Exercise directions: Can you rewrite the entries, from the very first line up to and including the line with "[[297, 81, 370, 154]]", as a JSON list of strings, one string per line and blank lines omitted?

-*-

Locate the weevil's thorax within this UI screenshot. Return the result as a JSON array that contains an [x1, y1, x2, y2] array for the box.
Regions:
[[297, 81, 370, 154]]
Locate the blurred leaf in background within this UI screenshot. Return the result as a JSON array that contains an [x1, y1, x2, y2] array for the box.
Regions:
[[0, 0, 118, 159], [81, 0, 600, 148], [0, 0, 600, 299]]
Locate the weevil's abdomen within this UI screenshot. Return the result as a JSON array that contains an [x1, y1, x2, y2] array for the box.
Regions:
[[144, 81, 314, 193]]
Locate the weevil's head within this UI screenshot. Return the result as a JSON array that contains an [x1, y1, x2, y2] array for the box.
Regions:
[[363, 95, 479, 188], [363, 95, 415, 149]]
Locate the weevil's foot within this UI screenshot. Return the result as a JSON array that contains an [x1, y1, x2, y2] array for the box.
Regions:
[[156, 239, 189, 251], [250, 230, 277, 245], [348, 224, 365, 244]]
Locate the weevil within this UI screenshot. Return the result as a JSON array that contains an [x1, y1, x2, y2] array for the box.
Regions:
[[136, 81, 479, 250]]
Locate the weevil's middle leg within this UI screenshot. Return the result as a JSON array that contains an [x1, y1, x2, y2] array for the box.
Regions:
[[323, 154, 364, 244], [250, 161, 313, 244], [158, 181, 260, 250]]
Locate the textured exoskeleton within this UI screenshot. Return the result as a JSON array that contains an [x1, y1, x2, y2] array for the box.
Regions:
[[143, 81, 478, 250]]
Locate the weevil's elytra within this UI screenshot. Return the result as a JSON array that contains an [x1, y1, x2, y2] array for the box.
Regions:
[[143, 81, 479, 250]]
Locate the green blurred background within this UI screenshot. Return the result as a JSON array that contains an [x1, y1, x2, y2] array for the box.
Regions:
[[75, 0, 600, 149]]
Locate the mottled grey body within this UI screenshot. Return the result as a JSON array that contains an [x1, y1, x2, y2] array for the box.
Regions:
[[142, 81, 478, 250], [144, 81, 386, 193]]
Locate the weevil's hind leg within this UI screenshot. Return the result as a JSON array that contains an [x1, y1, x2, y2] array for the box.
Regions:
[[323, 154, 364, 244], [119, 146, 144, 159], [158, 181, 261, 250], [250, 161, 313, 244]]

-*-

Complete output:
[
  "Locate the weevil's thorax within this UI screenshot. Return the result as a JSON array that contains an [x1, y1, x2, y2] array for the box.",
  "Regions:",
  "[[297, 81, 370, 154]]"
]